Exercise directions —
Please copy the following items line for line, without changing anything.

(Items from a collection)
=== Section Start ===
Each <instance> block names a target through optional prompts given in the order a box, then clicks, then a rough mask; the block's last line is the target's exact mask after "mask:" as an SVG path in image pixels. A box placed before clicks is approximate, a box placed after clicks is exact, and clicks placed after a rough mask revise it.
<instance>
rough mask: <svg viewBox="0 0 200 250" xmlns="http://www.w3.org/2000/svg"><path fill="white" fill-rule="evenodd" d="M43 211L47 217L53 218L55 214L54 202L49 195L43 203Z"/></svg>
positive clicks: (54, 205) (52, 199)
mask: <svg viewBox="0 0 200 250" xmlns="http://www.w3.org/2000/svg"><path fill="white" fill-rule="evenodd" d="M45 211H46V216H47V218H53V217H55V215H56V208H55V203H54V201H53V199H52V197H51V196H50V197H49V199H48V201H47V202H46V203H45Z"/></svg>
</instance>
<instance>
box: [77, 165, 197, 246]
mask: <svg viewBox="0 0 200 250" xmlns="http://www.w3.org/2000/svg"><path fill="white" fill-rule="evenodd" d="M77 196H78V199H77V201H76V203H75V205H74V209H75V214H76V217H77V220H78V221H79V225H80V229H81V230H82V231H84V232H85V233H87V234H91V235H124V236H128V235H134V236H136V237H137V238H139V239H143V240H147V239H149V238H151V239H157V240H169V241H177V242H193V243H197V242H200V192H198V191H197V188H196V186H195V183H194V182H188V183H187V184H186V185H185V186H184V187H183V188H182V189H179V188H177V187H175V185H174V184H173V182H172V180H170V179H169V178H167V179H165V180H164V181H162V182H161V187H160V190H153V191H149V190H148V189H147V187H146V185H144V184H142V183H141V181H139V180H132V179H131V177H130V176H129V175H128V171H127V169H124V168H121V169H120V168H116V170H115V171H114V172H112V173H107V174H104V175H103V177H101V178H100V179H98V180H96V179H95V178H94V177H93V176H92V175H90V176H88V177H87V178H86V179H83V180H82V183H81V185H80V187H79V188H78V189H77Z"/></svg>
=== Section End ===
Exercise result —
Each <instance> block names a target through optional prompts given in the order a box, then clicks, then a rough mask; the block's last line is the target's exact mask after "mask:" as an SVG path in image pixels. A box placed before clicks is approximate, a box placed after clicks is exact, and clicks placed after a rough mask revise it.
<instance>
rough mask: <svg viewBox="0 0 200 250" xmlns="http://www.w3.org/2000/svg"><path fill="white" fill-rule="evenodd" d="M43 211L47 217L53 218L55 214L54 202L49 195L43 203Z"/></svg>
positive clicks: (54, 205) (52, 199)
mask: <svg viewBox="0 0 200 250" xmlns="http://www.w3.org/2000/svg"><path fill="white" fill-rule="evenodd" d="M45 211H46V216H47V218H53V217H55V215H56V208H55V203H54V201H53V199H52V197H51V196H50V197H49V199H48V201H47V202H46V203H45Z"/></svg>
</instance>
<instance>
box: [77, 165, 197, 246]
mask: <svg viewBox="0 0 200 250" xmlns="http://www.w3.org/2000/svg"><path fill="white" fill-rule="evenodd" d="M77 196H78V199H77V201H76V203H75V205H74V209H75V214H76V217H77V220H78V221H79V225H80V229H81V230H82V231H84V232H85V233H87V234H91V235H124V236H128V235H134V236H136V237H137V238H139V239H143V240H147V239H149V238H151V239H157V240H169V241H177V242H193V243H197V242H200V192H198V191H197V188H196V186H195V183H194V182H188V183H187V184H186V185H185V186H184V187H183V188H182V189H179V188H177V187H175V185H174V184H173V182H172V180H170V179H169V178H167V179H165V180H164V181H162V182H161V187H160V190H153V191H149V190H148V189H147V187H146V185H144V184H142V183H141V181H139V180H132V179H131V177H130V176H129V175H128V171H127V169H124V168H121V169H120V168H116V170H115V171H114V172H112V173H107V174H104V175H103V177H101V178H100V179H98V180H96V179H95V178H94V177H93V176H92V175H90V176H88V177H87V178H86V179H83V180H82V183H81V185H80V187H79V188H78V189H77Z"/></svg>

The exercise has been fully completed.